* **Durchzuführende Schritte**
1. Beantworten Sie zum Text über die SPD Oberhausen diese Fragen:
(a) Wo hielt die SPD-Fraktion ihre diesjährige Klausurtagung ab?
(b) Aus welchen Jahren stammen die Sozialanalysen der Stadtspitze?
(c) Welches Gefälle gibt es in Oberhausen laut der Fraktionsvorsitzenden?
2. Zitieren Sie wörtlich aus dem Text über die SPD Oberhausen den Abschnitt, der mit „Leer/Oberhausen. Die Oberhausener“ beginnt und bis einschließlich „weniger als bisher.“ reicht.
3. Fassen Sie den Absatz des Textes über die SPD Oberhausen, der mit „Anhand der Sozialindikatoren“ beginnt, als Stichpunktliste zusammen und behalten Sie dabei die wesentlichen Fakten bei.

* **Dokumentabschnitt**
__________________________________________________

Leer/Oberhausen. Die Oberhausener SPD hat ein brisantes Konzept beschlossen: Arme Stadtteile sollen viel mehr Geld erhalten, reichere deutlich weniger als bisher.
Zeitenwende und Epochenbrüche überall – selbst die SPD Oberhausen, in Teilen eher strukturkonservativ verortet, bricht zu neuen Ufern auf: Die Partei will die gesamte Investitions- und Förderpolitik der Stadt umkrempeln.
„Die Zeiten der Gießkanne, die Zeiten der gleichmäßigen Verteilung von Mitteln im Stadtgebiet sind vorbei, wir vollziehen einen Paradigmenwechsel“, bilanziert SPD-Ratsfraktionschefin Sonja Bongers nach einer dreistündigen Diskussion der Fraktion auf ihrer diesjährigen Klausurtagung im ostfriesischen Leer das neue Politikkonzept. Auf Basis der teils alarmierenden Sozialanalysen der Stadtspitze in den Jahren 2017 und 2022 verkündet die SPD-Fraktion diese Leitidee: „Wir wollen kein Quartier zurücklassen.“ Die Anlehnung an den berühmten Spruch der früheren NRW-SPD-Ministerpräsidentin Hannelore Kraft („Kein Kind zurücklassen“) ist natürlich bewusst gewählt.
Anhand der Sozialindikatoren (Arbeitslosigkeit, Zuwanderer-Anteil, Hartz-IV-Empfänger, Alleinerziehende, Kaufkraft) könne jeder Bürger erkennen: „Wir haben in Oberhausen zwar keine Ghettos, aber wir haben ein klares Nord-Süd-Gefälle; einzelne Quartiere, einzelne Straßenzüge drohen abzurutschen. Dagegen müssen wir etwas machen, wir müssen handeln, auch wenn die finanziellen Spielräume künftig noch enger werden“, fordert die Fraktionsvorsitzende.

__________________________________________________

* **Nachfolgende Daten**
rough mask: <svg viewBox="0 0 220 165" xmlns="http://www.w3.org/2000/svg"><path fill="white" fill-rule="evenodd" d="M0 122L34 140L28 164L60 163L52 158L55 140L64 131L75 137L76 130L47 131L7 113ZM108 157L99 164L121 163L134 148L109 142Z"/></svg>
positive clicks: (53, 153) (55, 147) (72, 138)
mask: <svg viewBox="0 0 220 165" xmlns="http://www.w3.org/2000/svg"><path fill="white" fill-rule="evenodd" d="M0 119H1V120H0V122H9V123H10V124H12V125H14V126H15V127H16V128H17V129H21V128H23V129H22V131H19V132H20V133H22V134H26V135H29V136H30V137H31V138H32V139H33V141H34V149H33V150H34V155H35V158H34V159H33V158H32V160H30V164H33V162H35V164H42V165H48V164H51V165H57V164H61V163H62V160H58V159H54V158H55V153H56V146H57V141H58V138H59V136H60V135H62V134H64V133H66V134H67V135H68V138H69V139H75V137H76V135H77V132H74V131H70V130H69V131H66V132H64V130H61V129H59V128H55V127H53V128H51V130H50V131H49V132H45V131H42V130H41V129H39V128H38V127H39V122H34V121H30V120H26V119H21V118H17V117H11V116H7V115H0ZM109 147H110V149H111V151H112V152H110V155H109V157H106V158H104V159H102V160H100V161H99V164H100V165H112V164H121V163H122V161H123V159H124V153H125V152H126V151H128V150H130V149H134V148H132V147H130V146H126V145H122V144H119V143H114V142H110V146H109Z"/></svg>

__________________________________________________

* **Antworten je Punkt**
1.
(a) Im ostfriesischen Leer.
(b) Aus den Jahren 2017 und 2022.
(c) Ein klares Nord-Süd-Gefälle.

2.
Leer/Oberhausen. Die Oberhausener SPD hat ein brisantes Konzept beschlossen: Arme Stadtteile sollen viel mehr Geld erhalten, reichere deutlich weniger als bisher.

3.
- Sozialindikatoren: Arbeitslosigkeit, Zuwanderer-Anteil, Hartz-IV-Empfänger, Alleinerziehende, Kaufkraft
- In Oberhausen gibt es keine Ghettos, aber ein klares Nord-Süd-Gefälle.
- Einzelne Quartiere und Straßenzüge drohen abzurutschen.
- Die Fraktionsvorsitzende fordert zu handeln, auch wenn die finanziellen Spielräume künftig noch enger werden.